■ **QUOTED TEXT**:
How is this probability generating function in regard to branching obtained Suppose we have a branching process $\{X_{n} : n=0,1,2,.. \}$ with $X_{0}=1$, pgf of these $\phi_{X_{1}}(z)=\phi(z)$
and 
$S_{n}=X_{0}+X_{1}+...+X_{n}$ , which we assume has pgf $\Phi_{n}(z)$
How to show that 
$\Phi_{n+1}(z)=z \phi[ \Phi_{n}(z)]$
My issue is that I dont understand where the z on the right hand side would be coming from. Also, is writing $\Phi_{n}$ equivalent to just writing $\Phi_{Sn}$  if so
$\Phi_{n} (z)=E[z^{Sn}]$
by total expectation
$= E_{X_{1}}[E[z^{Sn}|X_{1}]$
The main thing that I have been trying to work out is how knowing $X1$ allows us to rewrite $S_{n}$ and then how the generating functions represent that.
It is important to realise that this is not talking about how many are in the nth generation, but how many total, ie the sum of all the generations up to and before it
And yes it does seem that the $z$ factor will be as $X_{0}$ is fixed and hence indepdent of any generation size. But I still dont know how to use the generating functions to achieve the full result
so can anyone help me to see where I am going wrong and or where I am making a mistake in my understanding? Please let me know if there is some info that isnt clear
Thanks
 A: There are two ways to do the recursion.
I describe here the top-bottom approach.
For the bottom-up approach you may look at the comment above by Didier.

■ **STATED EXERCISE 1**: Pick out every line in the listing below that contains the word "lizard" and copy each one, matching case exactly.

■ **MATERIAL FOR THIS EXERCISE**:
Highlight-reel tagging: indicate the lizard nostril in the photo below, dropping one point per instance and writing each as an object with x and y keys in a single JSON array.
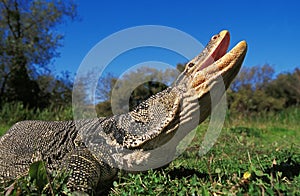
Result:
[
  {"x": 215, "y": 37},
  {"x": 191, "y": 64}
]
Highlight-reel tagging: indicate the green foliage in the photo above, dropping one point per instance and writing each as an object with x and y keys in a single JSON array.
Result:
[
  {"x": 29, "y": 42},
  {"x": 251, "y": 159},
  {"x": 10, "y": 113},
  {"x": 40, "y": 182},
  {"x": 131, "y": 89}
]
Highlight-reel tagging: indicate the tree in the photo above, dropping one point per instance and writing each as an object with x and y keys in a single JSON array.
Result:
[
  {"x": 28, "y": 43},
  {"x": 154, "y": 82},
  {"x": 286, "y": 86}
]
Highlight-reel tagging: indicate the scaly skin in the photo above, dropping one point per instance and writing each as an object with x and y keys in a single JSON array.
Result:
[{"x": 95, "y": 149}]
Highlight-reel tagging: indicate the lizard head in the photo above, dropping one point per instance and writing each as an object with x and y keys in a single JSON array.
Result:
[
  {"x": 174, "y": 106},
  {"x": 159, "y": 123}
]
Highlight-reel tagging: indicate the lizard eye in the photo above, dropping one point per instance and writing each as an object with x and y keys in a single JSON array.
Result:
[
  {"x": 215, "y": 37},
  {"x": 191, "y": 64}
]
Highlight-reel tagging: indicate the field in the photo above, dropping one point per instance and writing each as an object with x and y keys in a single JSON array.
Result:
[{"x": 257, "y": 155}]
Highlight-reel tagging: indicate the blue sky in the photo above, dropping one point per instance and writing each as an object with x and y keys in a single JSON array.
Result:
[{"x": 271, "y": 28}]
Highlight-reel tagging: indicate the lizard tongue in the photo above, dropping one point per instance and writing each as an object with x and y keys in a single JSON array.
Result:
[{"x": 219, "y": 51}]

■ **STATED EXERCISE 2**: Write what comes next in the forum thread on the branching process generating function, starting right after its last sentence.

■ **TASK OUTPUT 1**:
Highlight-reel tagging: indicate the lizard nostril in the photo below, dropping one point per instance and writing each as an object with x and y keys in a single JSON array.
Highlight-reel tagging: indicate the lizard head in the photo above, dropping one point per instance and writing each as an object with x and y keys in a single JSON array.
Highlight-reel tagging: indicate the lizard eye in the photo above, dropping one point per instance and writing each as an object with x and y keys in a single JSON array.
Highlight-reel tagging: indicate the lizard tongue in the photo above, dropping one point per instance and writing each as an object with x and y keys in a single JSON array.

■ **TASK OUTPUT 2**:
The important point is that given $X_j$ then $X_{j+1}$ comes
from a sum of $X_j$  independent copies of branchings
each following the law of $X_1$. In terms of  an auxiliary variable $s$ we may express this as follows:
$$ E\left(s^{X_{j+1}} \ | \ X_j\right) =
\phi(s)^{X_{j}}
$$
Let us write $\Phi_0(z)=z$ and for $k\geq 0$: 
$$\Phi_{k+1}(z) \ =z \ \phi \left[ \Phi_k(z) \right].$$
I then claim that for $n\geq k \geq 0$ we have the (inductive)  identity
(we set $S_{-1}=0$):
$$ E\left(z^{S_{n-k}} \Phi_{k}(z)^{X_{n-k+1}} \right) =
 E\left(z^{S_{n-k-1}} \Phi_{k+1}(z)^{X_{n-k}}\right) 
$$
To see this note that by conditioning on $X_{n-k}$ and using the first identity above with $s=\Phi_{k}(z)$ and $j=n-k$, the LHS equals:
$$ E\left(E\left(z^{S_{n-k-1}} \; 
 z^{X_{n-k}}\Phi_{k}(z)^{X_{n-k+1}}\  |\ X_{n-k}\right)\right) 
= E\left(E\left(z^{S_{n-k-1}} \; 
\ z^{X_{n-k}}\phi\left[ \Phi_{k}(z)\right]^{X_{n-k}}\  
|\ X_{n-k}\right)\right) 
$$
which reduces to the RHS of the previous equation given the recursive definition of $\Phi_{k+1}$. Thus,
carrying out the induction:
$$
E\left(z^{S_{n+1}}  \right) =
 E\left(z^{S_{n}} \Phi_{0}(z)^{X_{n+1}}\right)  = ... =
 E\left(z^{S_{-1}} \Phi_{n+1}(z)^{X_{0}}\right) =\Phi_{n+1}(z)
$$
A: For fixed $z$ define the map $g_z(w)=\phi(zw)$. For fixed but arbitrary $n$ we show that 
\begin{align*}
\tag{1} E(z^{S_{n+1}})=E(z^{S_{n+1-k}}(g_z^{(k)}(1))^{X_{n+1-k}})
\end{align*}
for all $k\leq n+1$, where $g_z^{(k)}$ is the $k$-fold composition of $g_z$. $g_z^{(0)}$ should be interpreted as the constant map identically equal to $1$. The $k=0$ case holds by definition. 
Assume $(1)$ holds for some $k\leq n$. Then, 
$
\begin{align*}
E(z^{S_{n+1}})&=E(z^{S_{n+1-k}}(g_z^{(k)}(1))^{X_{n+1-k}}) \\
&=E(E(z^{S_{n+1-k}}(g_z^{(k)}(1))^{X_{n+1-k}}\mid X_1,\dots, X_{n-k})) \\
&=E(z^{S_{n-k}}E(z^{X_{n+1-k}}(g_z^{(k)}(1))^{X_{n+1-k}}\mid X_1,\dots, X_{n-k})) \\
&=E(z^{S_{n-k}}\mid E((zg_z^{(k)}(1))^{X_{n+1-k}}\mid X_1,\dots, X_{n-k})) \\
&=E(z^{S_{n-k}}\phi(zg_z^{(k)}(1))^{X_{n-k}}) \\
&=E(z^{S_{n-k}}g_z^{(k+1)}(1)^{X_{n-k}})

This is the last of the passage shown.